**ЗАДАНИЕ 1**
Сколько строк в списке содержат слово «christmas»? Ответьте только числом.

Америка, которую Лео Кастелли впервые увидел в начале 1940-х гг., сильно отличалась от той, что он оставил в год своей смерти, в 1999-м. Кирк Дуглас вспоминает, как в 1956 г. реагировал Джон Уэйн, узнав, что Дуглас сыграл главную роль в биографическом фильме «Жажда жизни», посвященном Ван Гогу. «Слушай, Кирк, – раздраженно воскликнул он, – зачем ты согласился на эту роль? Таких, как мы, осталось немного. Мы должны играть сильных, стойких героев. А не каких-то слабаков и извращенцев». Боб Манк, десять лет проработавший у Кастелли, вспоминает, что «до конца 1960-х – начала 1970-х гг. американское общество оставалось довольно мещанским, и мужчину, который цитировал поэзию или созерцал картины, в Америке часто считали женоподобным пижоном. Но Лео доказал множеству бизнесменов, что можно служить олицетворением мужественности и при этом любить искусство и литературу, что можно смотреть бейсбол и ценить Джаспера Джонса».
Более того, благодаря Кастелли повешенная на стену картина Джонса, Лихтенштейна или Уорхола теперь воспринимается как утверждение незыблемых ценностей американской культуры, и преданность этому культурному идеалу теперь, с точки зрения американцев, отнюдь не исключает членства в гольф-клубе. И все это потому, что Джонс, Лихтенштейн и Уорхол были художниками, о которых слышали многие финансисты. С одной стороны, они были модными, они были американцами, а с другой – их имена обладали финансовым могуществом, подобно валюте. И валюте довольно твердой, вселяющей уверенность. Немногие арт-дилеры могут похвастаться теми же достижениями, что и Кастелли.
17. Передовые рубежи
В XXI в. арт-дилеры вышли на следующий рубеж: сегодня такие крупные дилеры, как «Пейс», «Гагосян» и «Белый куб», достаточно богаты, чтобы превратить свои галереи в подобие музеев современного искусства. Они устраивают выставки на уровне, который сделал бы честь любому известному музею, и показывают зрителям ценные предметы искусства, на время предоставленные музеями и создающие контекст и фон двум-трем вещам, выставляемым на продажу. Структура и охват их деятельности соответствуют нынешней глобализации: они привлекают еще не снискавшие известность таланты, предлагая им выставки в собственных залах в Нью-Йорке, в Лондоне или в Риме, в Мумбаи, в Сан-Паулу или в Гонконге. Их сотрудники сидят, прильнув к мониторам, за столами, поставленными в ряд, как в трейдерском зале на бирже. Их операции под стать серьезным коммерческим сделкам. Часто они продают еще не написанные картины; когда известные художники открывают выставки своих новых работ в ведущих галереях, оказывается, что почти все они уже заранее проданы коллекционерам, которые в лучшем случае лишь мельком видели их и даже точно не знают, что именно они приобрели. Нельзя сказать, чтобы эта система, предполагающая привилегированный доступ к творениям художника, вызывала бурный восторг у всего художественного мира. «Напыщенные, жаждущие власти и нестерпимо снисходительные, эти законодатели хорошего вкуса уместнее смотрелись бы в амплуа вышибалы у дверей ночного клуба, решая, кого пустить, а кого нет», – писал Чарльз Саатчи в 2009 г. В зависимости от вашего восприятия личности Саатчи, это высказывание можно интерпретировать как cri de coeur
[25] измученного коллекционера или как акт непокорности в борьбе за власть, разгоревшейся между арт-дилерами различных типов.

(Сохранённые записи)

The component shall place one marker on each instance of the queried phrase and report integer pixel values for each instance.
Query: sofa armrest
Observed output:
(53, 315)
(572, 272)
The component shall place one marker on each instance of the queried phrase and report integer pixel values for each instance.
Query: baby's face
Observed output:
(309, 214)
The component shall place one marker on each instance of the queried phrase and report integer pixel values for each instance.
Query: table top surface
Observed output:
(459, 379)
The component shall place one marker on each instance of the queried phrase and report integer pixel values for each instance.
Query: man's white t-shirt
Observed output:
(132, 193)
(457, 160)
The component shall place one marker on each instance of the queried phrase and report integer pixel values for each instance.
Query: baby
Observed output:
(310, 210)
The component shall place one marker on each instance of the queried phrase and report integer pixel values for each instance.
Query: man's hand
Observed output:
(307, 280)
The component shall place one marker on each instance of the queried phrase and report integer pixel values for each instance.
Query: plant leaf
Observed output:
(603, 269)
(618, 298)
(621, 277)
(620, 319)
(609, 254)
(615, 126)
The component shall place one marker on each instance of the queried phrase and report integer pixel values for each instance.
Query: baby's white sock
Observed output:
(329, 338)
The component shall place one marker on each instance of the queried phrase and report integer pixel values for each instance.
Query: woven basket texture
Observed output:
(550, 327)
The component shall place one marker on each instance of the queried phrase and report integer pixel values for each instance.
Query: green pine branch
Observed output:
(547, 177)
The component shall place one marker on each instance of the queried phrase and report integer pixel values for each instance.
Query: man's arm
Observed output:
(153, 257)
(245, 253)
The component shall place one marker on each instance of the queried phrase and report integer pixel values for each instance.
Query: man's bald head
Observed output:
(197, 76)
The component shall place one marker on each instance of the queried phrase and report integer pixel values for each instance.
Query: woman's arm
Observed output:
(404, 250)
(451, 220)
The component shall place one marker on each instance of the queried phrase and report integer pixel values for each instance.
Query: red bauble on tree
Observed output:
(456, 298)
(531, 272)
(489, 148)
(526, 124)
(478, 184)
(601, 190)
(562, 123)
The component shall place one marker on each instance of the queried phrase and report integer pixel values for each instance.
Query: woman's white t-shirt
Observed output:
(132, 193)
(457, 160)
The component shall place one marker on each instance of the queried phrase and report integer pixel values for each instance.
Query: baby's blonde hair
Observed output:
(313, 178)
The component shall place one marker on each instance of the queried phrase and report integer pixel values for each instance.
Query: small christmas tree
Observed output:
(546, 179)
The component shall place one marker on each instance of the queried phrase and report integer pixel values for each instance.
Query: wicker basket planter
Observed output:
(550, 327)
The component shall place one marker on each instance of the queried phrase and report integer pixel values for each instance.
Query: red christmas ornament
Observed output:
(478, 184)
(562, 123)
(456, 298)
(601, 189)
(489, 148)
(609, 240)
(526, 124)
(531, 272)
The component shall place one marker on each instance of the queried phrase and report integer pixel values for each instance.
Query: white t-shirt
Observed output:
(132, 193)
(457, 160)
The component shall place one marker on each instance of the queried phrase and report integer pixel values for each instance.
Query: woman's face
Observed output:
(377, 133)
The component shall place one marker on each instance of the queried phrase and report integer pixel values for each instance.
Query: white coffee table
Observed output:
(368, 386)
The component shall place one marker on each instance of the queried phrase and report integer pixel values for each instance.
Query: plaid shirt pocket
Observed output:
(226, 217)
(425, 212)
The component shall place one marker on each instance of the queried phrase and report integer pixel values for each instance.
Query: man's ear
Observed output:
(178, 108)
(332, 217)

**ЗАДАНИЕ 2**
Назовите все города, где, согласно отрывку об арт-дилерах, крупные дилеры предлагают ещё не известным талантам выставки в собственных залах.

**РЕШЕНИЕ 1**
2

**РЕШЕНИЕ 2**
Нью-Йорк, Лондон, Рим, Мумбаи, Сан-Паулу, Гонконг.